> _Stored items from a collection_:
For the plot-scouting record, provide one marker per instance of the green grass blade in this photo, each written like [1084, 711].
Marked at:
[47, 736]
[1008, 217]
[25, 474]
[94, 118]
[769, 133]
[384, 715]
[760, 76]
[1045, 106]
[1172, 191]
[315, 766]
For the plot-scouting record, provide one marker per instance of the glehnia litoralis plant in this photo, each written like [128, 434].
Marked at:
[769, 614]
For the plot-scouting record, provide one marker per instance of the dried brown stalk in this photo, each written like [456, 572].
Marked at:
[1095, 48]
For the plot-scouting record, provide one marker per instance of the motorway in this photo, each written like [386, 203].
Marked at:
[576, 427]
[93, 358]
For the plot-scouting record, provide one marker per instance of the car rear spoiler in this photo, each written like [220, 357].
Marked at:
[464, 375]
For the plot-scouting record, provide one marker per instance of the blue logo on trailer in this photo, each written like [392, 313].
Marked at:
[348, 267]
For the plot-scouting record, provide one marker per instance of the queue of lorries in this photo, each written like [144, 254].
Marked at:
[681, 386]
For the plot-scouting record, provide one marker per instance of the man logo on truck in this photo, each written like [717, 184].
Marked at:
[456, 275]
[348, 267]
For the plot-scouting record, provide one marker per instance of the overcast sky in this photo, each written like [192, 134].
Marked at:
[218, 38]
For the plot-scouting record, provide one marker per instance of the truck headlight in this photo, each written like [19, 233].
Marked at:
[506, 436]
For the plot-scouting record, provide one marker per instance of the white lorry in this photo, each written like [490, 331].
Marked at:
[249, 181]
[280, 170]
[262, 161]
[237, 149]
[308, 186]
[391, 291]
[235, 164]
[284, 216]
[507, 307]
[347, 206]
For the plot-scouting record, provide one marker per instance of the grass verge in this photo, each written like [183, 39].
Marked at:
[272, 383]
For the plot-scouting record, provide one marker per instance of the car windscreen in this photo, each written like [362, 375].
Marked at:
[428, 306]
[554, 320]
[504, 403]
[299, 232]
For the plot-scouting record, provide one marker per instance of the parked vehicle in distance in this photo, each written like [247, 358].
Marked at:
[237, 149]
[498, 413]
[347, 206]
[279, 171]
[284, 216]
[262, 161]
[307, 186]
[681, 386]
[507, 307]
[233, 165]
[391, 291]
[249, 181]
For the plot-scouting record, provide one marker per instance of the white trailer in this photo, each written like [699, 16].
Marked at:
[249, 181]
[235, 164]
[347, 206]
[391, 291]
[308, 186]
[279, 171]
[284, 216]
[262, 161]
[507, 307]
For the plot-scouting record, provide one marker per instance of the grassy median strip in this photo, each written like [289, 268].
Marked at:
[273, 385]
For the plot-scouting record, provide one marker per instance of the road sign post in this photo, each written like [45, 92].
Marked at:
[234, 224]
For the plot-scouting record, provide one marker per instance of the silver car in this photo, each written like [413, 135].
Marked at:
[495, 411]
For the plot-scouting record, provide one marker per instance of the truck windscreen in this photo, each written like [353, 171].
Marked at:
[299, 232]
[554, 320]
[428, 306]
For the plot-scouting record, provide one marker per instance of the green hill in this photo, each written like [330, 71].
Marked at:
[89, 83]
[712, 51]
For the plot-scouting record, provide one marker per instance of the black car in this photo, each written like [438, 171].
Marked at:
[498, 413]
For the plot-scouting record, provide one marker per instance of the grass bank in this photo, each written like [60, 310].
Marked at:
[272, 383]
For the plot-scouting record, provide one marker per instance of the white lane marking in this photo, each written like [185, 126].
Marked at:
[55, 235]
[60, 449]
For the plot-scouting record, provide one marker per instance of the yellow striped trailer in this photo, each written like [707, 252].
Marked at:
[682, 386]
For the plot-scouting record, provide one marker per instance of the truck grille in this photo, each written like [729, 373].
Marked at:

> _Exercise directions_: Within the entries above, find every line where the string "windscreen" occurs, and copy it.

> _Solution to the problem_:
For the plot-scouting record, provide one marker per instance of the car windscreen in this photo, each written like [362, 375].
For the plot-scouting record, provide one marker per instance of the truck windscreen in this photo, each written like [353, 171].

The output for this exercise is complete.